▶ **Problem**
Pictures in the entries below are to be left out; otherwise, reproduce exactly the lines from the first through the line containing "Target: car taillight".

══ Records

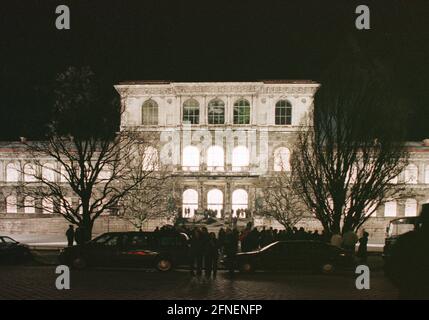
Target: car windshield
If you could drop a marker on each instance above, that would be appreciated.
(102, 239)
(268, 247)
(8, 240)
(401, 226)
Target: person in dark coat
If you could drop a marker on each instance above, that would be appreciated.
(408, 265)
(231, 248)
(79, 236)
(221, 240)
(211, 255)
(196, 252)
(70, 236)
(363, 248)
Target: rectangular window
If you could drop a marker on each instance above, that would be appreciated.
(191, 115)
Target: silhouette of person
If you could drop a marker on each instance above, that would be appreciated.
(211, 255)
(408, 265)
(363, 247)
(196, 252)
(349, 241)
(78, 235)
(70, 236)
(231, 247)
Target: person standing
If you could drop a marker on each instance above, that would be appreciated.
(78, 235)
(408, 265)
(70, 236)
(196, 252)
(211, 255)
(231, 247)
(349, 241)
(363, 247)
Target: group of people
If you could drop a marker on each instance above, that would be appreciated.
(206, 247)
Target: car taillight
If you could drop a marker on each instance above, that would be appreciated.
(136, 253)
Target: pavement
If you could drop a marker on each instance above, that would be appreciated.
(38, 241)
(38, 282)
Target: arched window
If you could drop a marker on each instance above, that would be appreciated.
(150, 112)
(411, 174)
(427, 174)
(240, 158)
(242, 112)
(64, 177)
(189, 203)
(12, 173)
(191, 111)
(191, 158)
(29, 172)
(150, 159)
(48, 172)
(239, 202)
(11, 204)
(394, 180)
(390, 208)
(215, 201)
(215, 158)
(410, 207)
(283, 115)
(216, 112)
(65, 203)
(48, 205)
(105, 173)
(29, 205)
(281, 159)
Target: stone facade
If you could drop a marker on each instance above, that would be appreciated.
(251, 124)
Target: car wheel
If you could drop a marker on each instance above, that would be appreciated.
(79, 263)
(164, 265)
(327, 268)
(246, 267)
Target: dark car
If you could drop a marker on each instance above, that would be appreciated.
(396, 228)
(161, 250)
(294, 256)
(12, 251)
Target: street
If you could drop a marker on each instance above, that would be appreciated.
(38, 282)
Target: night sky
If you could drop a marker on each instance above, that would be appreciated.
(204, 41)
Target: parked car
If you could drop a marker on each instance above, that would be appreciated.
(294, 256)
(396, 228)
(12, 251)
(162, 250)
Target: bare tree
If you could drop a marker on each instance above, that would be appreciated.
(282, 200)
(153, 196)
(82, 156)
(348, 162)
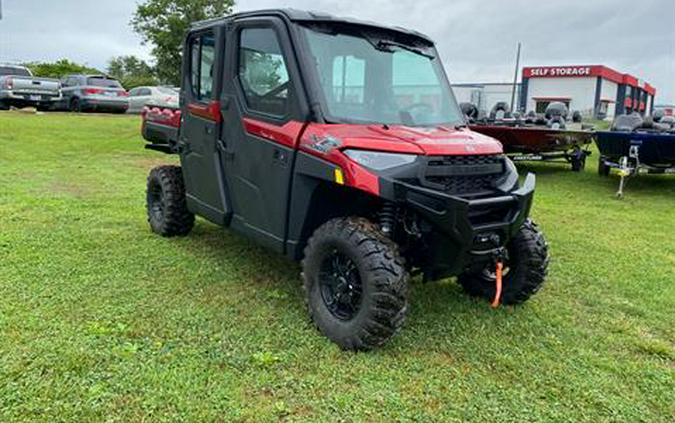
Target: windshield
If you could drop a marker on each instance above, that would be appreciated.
(371, 79)
(14, 71)
(103, 82)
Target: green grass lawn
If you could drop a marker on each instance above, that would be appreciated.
(101, 319)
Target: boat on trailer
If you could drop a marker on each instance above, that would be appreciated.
(536, 138)
(636, 146)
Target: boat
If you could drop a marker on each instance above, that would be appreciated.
(536, 138)
(636, 146)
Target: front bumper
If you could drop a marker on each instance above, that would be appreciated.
(29, 99)
(464, 232)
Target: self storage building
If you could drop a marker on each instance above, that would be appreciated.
(594, 90)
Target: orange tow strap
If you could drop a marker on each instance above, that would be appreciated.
(498, 283)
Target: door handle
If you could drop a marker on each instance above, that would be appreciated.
(225, 152)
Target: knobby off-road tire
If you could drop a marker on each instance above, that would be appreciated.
(356, 285)
(168, 214)
(527, 267)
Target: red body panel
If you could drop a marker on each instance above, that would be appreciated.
(287, 134)
(311, 138)
(210, 111)
(400, 139)
(163, 115)
(534, 140)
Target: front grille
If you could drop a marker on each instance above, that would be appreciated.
(464, 175)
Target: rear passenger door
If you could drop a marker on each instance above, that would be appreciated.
(200, 126)
(263, 115)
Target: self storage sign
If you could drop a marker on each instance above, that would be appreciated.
(560, 71)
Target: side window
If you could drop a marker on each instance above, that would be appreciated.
(202, 55)
(263, 74)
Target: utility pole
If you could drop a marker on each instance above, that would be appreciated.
(515, 79)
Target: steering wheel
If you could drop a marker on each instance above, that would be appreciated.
(273, 92)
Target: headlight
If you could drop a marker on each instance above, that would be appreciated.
(379, 161)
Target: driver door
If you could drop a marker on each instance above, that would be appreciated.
(261, 127)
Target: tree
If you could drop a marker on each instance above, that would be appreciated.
(163, 24)
(131, 71)
(59, 69)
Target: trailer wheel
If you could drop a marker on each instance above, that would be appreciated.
(356, 285)
(603, 168)
(168, 214)
(524, 271)
(578, 163)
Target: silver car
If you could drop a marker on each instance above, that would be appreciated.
(83, 93)
(140, 97)
(19, 88)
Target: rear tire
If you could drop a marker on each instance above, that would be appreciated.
(525, 271)
(356, 285)
(168, 214)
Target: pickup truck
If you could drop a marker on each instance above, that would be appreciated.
(19, 88)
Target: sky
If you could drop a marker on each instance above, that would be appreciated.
(476, 38)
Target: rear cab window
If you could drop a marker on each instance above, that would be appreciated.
(263, 73)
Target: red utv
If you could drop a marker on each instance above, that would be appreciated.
(339, 143)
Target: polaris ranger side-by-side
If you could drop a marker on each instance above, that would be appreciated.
(339, 143)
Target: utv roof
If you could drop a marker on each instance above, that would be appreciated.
(308, 16)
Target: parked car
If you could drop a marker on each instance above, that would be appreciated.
(83, 93)
(19, 88)
(140, 97)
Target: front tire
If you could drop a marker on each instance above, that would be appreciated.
(356, 285)
(525, 269)
(168, 214)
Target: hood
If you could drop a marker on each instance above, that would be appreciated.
(403, 139)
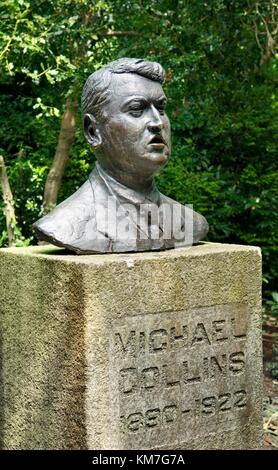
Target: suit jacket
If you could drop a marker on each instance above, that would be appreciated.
(106, 216)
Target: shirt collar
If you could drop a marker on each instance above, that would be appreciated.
(128, 195)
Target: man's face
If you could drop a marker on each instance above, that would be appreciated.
(136, 132)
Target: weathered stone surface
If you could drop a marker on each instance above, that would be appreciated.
(142, 351)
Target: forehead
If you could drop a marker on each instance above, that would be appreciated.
(127, 85)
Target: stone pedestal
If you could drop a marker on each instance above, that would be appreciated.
(131, 351)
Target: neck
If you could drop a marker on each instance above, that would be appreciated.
(135, 182)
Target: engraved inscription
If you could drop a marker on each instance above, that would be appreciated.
(181, 371)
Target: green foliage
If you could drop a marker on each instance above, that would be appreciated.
(222, 103)
(272, 367)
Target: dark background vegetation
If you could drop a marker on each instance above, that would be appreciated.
(221, 62)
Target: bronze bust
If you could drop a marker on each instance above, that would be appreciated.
(119, 209)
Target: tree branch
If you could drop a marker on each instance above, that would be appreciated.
(8, 203)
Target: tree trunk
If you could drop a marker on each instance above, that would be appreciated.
(66, 138)
(8, 203)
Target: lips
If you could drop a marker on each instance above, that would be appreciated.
(157, 142)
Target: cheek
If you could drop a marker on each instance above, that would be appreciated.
(124, 131)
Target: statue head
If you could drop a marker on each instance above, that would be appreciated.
(124, 119)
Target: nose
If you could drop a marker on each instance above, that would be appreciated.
(155, 123)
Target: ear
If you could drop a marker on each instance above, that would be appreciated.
(91, 131)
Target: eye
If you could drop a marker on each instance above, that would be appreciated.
(136, 112)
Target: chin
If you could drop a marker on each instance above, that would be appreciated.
(157, 158)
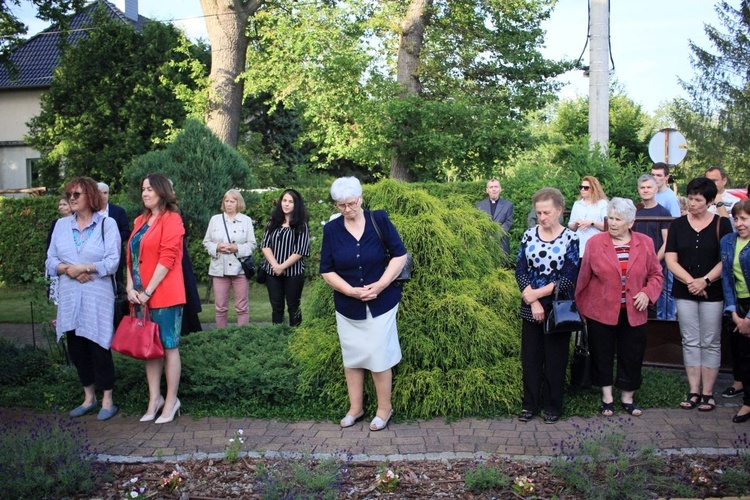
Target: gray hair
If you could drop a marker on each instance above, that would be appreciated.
(646, 177)
(623, 207)
(344, 188)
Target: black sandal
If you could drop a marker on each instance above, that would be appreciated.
(705, 405)
(632, 409)
(689, 404)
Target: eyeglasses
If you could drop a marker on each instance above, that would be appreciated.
(344, 206)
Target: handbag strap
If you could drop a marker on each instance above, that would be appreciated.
(380, 236)
(229, 240)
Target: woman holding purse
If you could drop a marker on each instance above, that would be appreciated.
(84, 252)
(735, 281)
(155, 280)
(229, 238)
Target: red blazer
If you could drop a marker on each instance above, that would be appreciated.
(162, 244)
(599, 286)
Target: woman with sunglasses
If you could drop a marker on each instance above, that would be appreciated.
(589, 211)
(286, 243)
(84, 252)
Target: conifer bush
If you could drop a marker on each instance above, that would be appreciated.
(458, 319)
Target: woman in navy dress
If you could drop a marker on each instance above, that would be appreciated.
(353, 262)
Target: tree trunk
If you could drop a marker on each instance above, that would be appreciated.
(226, 22)
(410, 45)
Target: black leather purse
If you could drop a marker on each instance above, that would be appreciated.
(563, 316)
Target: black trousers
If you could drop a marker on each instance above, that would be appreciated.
(626, 342)
(285, 289)
(544, 359)
(93, 362)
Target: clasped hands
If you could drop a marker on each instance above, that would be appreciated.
(367, 292)
(77, 272)
(698, 287)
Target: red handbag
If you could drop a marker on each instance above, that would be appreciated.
(138, 337)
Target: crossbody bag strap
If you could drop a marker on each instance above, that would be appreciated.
(229, 240)
(111, 276)
(380, 236)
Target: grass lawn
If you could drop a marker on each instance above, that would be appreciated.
(16, 304)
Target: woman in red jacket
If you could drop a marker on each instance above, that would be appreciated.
(620, 275)
(155, 279)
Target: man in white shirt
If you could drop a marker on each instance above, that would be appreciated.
(724, 200)
(665, 196)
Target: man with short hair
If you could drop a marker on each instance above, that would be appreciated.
(499, 210)
(657, 231)
(724, 200)
(123, 226)
(665, 196)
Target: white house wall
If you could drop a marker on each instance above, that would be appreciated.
(17, 107)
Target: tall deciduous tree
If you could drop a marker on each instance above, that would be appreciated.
(115, 95)
(226, 22)
(434, 89)
(716, 118)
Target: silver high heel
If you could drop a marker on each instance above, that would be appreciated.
(148, 417)
(168, 418)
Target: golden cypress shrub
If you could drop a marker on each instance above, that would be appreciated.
(458, 321)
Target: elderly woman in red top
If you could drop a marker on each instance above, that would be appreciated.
(620, 275)
(155, 280)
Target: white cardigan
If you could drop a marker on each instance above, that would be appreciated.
(241, 232)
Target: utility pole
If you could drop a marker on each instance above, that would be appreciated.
(599, 74)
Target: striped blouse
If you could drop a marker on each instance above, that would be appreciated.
(623, 255)
(283, 242)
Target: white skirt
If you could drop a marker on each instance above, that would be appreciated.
(370, 343)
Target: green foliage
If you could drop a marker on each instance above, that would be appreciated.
(600, 462)
(202, 168)
(115, 95)
(485, 477)
(716, 117)
(480, 69)
(300, 477)
(246, 363)
(458, 319)
(25, 224)
(46, 458)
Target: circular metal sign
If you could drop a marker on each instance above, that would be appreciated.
(667, 146)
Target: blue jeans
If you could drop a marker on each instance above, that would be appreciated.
(666, 308)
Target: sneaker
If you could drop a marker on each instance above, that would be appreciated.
(731, 392)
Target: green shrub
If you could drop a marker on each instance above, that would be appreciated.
(46, 458)
(247, 363)
(458, 320)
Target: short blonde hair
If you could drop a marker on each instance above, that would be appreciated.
(237, 196)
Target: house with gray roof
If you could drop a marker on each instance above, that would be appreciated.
(21, 91)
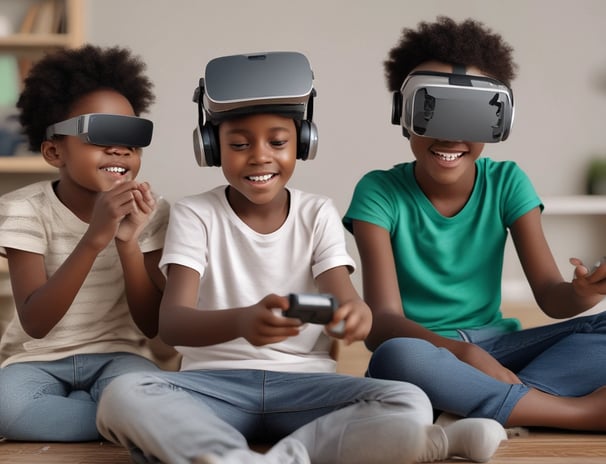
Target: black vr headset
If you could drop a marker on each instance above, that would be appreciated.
(239, 85)
(453, 106)
(106, 130)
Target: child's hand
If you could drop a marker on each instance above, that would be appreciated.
(134, 222)
(260, 326)
(354, 318)
(589, 281)
(110, 209)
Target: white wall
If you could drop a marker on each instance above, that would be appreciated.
(560, 91)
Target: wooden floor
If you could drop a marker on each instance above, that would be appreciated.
(538, 447)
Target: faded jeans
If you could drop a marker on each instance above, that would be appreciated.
(566, 359)
(172, 417)
(57, 400)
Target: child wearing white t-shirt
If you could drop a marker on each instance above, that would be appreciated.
(249, 373)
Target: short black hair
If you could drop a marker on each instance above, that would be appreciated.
(59, 79)
(468, 43)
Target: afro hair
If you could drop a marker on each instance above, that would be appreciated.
(467, 43)
(59, 79)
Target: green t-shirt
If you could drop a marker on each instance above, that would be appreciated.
(449, 268)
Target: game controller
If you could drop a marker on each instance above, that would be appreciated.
(315, 308)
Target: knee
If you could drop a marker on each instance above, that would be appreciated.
(127, 388)
(399, 358)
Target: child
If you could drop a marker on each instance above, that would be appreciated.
(431, 236)
(83, 250)
(231, 255)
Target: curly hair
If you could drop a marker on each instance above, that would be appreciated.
(58, 80)
(469, 43)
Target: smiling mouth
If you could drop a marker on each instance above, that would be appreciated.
(261, 179)
(447, 156)
(115, 170)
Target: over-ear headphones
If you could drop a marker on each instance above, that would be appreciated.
(206, 135)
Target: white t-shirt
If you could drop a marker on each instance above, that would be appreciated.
(98, 321)
(238, 267)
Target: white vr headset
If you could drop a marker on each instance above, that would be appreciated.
(239, 85)
(453, 106)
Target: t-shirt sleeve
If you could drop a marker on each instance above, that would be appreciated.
(186, 239)
(519, 194)
(330, 250)
(21, 227)
(370, 202)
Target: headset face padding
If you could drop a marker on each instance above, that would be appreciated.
(208, 152)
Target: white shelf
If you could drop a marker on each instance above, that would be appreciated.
(574, 205)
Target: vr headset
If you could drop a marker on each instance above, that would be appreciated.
(106, 129)
(453, 106)
(240, 85)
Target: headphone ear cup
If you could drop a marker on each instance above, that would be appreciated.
(396, 112)
(210, 154)
(307, 140)
(396, 108)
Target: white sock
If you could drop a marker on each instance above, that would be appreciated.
(286, 451)
(471, 438)
(474, 438)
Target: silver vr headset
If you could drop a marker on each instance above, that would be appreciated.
(453, 107)
(106, 129)
(239, 85)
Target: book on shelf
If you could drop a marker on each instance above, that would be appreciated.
(42, 17)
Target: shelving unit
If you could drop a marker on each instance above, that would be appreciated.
(581, 205)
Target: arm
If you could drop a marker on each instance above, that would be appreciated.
(33, 290)
(181, 323)
(143, 281)
(381, 292)
(557, 298)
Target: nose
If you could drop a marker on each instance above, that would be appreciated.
(121, 151)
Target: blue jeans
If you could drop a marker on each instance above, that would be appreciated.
(176, 416)
(565, 359)
(57, 400)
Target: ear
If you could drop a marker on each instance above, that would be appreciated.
(51, 153)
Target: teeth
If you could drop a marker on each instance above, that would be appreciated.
(263, 178)
(448, 156)
(115, 169)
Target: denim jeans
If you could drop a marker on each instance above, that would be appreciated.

════

▶ **Reply**
Target: car windshield
If you could drop a marker on each instance above, that would be appreciated.
(102, 239)
(268, 247)
(8, 240)
(401, 226)
Target: person in dark coat
If you could drop a marker on each instance above, that would be appreciated.
(408, 265)
(231, 248)
(79, 236)
(221, 240)
(211, 255)
(196, 252)
(70, 236)
(363, 248)
Target: rectangular window
If you could drop a marker on each instance above, that would be appreciated.
(191, 115)
Target: silhouette of person
If you could drop a marker on each instance above, that would be appreciated.
(211, 255)
(408, 265)
(363, 247)
(196, 252)
(349, 241)
(78, 235)
(70, 236)
(231, 247)
Target: person standing
If you could drop a marker on each instance above, that would be appreciated.
(78, 235)
(408, 265)
(70, 236)
(196, 252)
(211, 255)
(231, 247)
(349, 241)
(363, 247)
Target: group of people
If you could drop a marker on each instance above, that would be appreciated.
(206, 247)
Target: car taillight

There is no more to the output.